● **Data provided**:
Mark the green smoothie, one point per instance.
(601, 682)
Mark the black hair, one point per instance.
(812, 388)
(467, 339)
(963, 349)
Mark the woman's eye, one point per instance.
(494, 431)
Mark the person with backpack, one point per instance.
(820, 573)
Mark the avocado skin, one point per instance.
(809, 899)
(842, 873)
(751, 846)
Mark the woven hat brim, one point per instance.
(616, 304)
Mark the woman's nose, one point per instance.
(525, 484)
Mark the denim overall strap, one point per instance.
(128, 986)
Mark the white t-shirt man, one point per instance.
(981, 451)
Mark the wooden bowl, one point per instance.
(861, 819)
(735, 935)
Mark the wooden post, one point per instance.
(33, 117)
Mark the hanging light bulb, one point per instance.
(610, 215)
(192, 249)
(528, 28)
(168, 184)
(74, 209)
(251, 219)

● **Request**:
Print all of the lines above again, word for word and in the same order.

● **Result of this exercise**:
Mark the green smoothie, one point per instance.
(601, 682)
Mark the black hair, one point per instance.
(812, 388)
(467, 339)
(963, 349)
Mark the woman's eye, one point per instance.
(494, 431)
Mark the person with backpack, one point per instance.
(820, 573)
Mark the avocado skin, one point per instance.
(809, 899)
(842, 873)
(751, 846)
Mark the woven hat brim, one point per instance.
(616, 304)
Mark the woman's nose, one point per instance.
(525, 484)
Mark the denim overall strap, one point per instance.
(128, 986)
Mark the white t-shirt man, one point per instance.
(981, 451)
Mark the wooden bowl, one point per instance.
(861, 819)
(735, 935)
Mark the wooden post, one point per instance.
(33, 117)
Mark the hanging light bulb, one point per instance.
(610, 215)
(192, 249)
(528, 28)
(168, 184)
(74, 209)
(251, 219)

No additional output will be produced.